◆ **DATA ENTRIES**:
········

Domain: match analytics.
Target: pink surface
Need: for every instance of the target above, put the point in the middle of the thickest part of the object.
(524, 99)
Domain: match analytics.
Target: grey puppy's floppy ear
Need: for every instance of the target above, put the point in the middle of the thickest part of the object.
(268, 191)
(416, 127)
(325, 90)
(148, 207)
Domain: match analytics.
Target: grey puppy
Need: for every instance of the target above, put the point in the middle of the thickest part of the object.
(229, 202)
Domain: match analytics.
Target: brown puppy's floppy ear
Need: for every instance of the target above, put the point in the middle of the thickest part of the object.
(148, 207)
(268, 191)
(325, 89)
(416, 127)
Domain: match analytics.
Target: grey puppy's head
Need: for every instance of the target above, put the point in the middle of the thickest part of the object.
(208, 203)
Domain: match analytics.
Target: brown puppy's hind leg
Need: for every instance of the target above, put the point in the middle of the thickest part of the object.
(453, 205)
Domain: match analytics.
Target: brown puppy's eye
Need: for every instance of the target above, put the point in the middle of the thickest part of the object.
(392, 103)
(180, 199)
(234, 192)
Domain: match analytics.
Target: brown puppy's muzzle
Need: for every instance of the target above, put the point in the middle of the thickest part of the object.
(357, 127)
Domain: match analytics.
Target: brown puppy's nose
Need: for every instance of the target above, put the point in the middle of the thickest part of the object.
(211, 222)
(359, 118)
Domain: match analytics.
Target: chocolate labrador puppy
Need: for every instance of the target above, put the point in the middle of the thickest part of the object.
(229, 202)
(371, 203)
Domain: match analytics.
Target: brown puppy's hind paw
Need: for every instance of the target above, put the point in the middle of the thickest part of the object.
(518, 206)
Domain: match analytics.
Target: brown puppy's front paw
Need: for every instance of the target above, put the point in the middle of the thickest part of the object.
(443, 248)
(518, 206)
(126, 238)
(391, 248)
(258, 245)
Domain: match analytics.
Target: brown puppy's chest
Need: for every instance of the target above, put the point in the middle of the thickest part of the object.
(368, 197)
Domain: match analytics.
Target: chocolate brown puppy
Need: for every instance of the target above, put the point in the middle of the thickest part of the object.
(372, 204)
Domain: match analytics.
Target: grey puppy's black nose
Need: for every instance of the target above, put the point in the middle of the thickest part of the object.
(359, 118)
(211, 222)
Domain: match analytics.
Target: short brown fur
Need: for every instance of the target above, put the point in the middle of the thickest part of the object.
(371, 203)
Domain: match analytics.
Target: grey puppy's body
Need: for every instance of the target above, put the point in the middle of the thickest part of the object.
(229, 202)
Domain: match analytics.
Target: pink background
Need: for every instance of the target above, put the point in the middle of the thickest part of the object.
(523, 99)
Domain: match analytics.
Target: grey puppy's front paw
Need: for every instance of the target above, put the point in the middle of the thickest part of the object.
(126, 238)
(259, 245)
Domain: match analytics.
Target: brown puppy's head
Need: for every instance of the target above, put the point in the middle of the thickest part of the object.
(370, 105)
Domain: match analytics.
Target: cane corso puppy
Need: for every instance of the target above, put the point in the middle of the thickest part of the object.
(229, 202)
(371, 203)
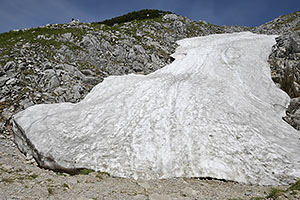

········

◆ **REQUEST**: Pull out every line of the rows above that contains the string "front", matching case exactly.

◆ **RESULT FOR THIS TASK**:
Target: brown puppy's front paw
Target: grey puppy's front paw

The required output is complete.